Text under study ->
-=-=-=-=-

When police took Carlos Yazzie to jail on the Navajo Nation in New Mexico after his arrest on a bench warrant in January 2017, he needed immediate medical attention. His foot was swollen and his blood alcohol content was nearly six times the legal limit. But law enforcement decided that he was fine, jail records show. They put Yazzie in a cramped isolation cell at the Shiprock District Department of Corrections facility instead of taking him to a hospital and then left him unmonitored for six hours without periodic staff checks as required, according to an investigative report. When a guard handing out inmate jumpsuits the next morning stopped at Yazzie’s cell, the 44-year-old day laborer was dead. It would later be determined in an autopsy that he died from acute alcohol poisoning, which is easily treatable by medical professionals, experts said.
Yazzie is one of at least 19 men and women who have died since 2016 in tribal detention centers overseen by the Interior Department’s Bureau of Indian Affairs (BIA), according to an investigation by NPR and the Mountain West News Bureau, a collaboration of NPR member stations. Several of them died after correctional officers failed to provide proper and timely medical care, records show.
Federal officials have known about the mistreatment of inmates and other problems at the detention centers for nearly two decades. A 2004 federal investigation found widespread deaths, inmate abuse, attempted suicides, inhumane conditions, and other issues in many of the more than 70 detention centers scattered throughout the U.S., including in Arizona, New Mexico, Montana, Wisconsin and Mississippi. The Interior Department’s inspector general told congressional lawmakers during a hearing on the matter then that the facilities were a “national disgrace.”

-=-=-=-=-

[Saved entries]

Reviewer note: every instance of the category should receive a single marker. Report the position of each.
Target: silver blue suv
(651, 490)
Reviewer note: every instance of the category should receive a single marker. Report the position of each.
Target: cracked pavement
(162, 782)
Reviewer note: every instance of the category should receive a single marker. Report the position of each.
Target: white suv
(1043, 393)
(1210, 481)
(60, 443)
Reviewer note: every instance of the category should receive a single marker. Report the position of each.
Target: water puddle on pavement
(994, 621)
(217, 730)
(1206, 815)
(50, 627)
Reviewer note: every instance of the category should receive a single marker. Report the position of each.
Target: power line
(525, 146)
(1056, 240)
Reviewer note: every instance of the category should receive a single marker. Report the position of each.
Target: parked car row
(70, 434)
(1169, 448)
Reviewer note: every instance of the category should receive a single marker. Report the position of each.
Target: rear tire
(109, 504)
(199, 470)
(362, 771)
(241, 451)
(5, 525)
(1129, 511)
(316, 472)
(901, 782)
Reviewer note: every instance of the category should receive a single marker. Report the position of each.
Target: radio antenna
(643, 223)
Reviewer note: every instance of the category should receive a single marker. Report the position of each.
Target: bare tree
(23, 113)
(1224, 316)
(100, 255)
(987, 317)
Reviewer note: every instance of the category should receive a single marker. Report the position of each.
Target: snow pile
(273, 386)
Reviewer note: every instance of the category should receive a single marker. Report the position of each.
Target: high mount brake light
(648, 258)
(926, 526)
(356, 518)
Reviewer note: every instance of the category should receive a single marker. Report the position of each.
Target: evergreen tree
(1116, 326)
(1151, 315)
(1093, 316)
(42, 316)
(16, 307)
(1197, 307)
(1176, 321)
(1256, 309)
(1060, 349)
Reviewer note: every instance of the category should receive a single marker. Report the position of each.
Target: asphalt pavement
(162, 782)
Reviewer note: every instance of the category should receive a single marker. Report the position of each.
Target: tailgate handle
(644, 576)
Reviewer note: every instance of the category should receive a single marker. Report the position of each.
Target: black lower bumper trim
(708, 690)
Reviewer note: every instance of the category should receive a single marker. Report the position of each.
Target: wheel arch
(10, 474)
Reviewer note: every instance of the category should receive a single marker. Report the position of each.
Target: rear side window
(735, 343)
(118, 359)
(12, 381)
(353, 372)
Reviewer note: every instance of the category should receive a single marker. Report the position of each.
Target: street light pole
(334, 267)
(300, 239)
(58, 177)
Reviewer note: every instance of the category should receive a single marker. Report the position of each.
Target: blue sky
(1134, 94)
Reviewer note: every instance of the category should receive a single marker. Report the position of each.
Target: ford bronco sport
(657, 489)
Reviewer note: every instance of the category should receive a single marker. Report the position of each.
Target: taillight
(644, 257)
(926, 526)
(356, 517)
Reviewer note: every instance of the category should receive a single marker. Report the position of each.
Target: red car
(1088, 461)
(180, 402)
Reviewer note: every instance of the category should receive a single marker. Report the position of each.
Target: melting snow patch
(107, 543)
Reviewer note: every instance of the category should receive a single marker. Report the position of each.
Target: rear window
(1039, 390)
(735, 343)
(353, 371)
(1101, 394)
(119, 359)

-=-=-=-=-

Tasks and exercises ->
1. Answer these questions using the report on deaths in tribal detention centers:
(a) How old was Carlos Yazzie?
(b) How many men and women have died in BIA-overseen tribal detention centers since 2016?
(c) In what year did a federal investigation find widespread deaths and inmate abuse at the detention centers?
2. From the report on deaths in tribal detention centers, reproduce the passage from "Yazzie is one" to "care, records show.".
3. Based on the report on deaths in tribal detention centers, does each statement agree with it? Answer yes or no and quote the words that decide it.
(a) Police took Carlos Yazzie to a hospital before placing him in a cell.
(b) More than 70 detention centers are scattered throughout the U.S.
(c) An autopsy found that Yazzie died from a head injury.

Answers for the exercise ->
1.
(a) 44
(b) At least 19
(c) 2004

2.
Yazzie is one of at least 19 men and women who have died since 2016 in tribal detention centers overseen by the Interior Department’s Bureau of Indian Affairs (BIA), according to an investigation by NPR and the Mountain West News Bureau, a collaboration of NPR member stations. Several of them died after correctional officers failed to provide proper and timely medical care, records show.

3.
(a) No: "instead of taking him to a hospital"
(b) Yes: "the more than 70 detention centers scattered throughout the U.S."
(c) No: "he died from acute alcohol poisoning"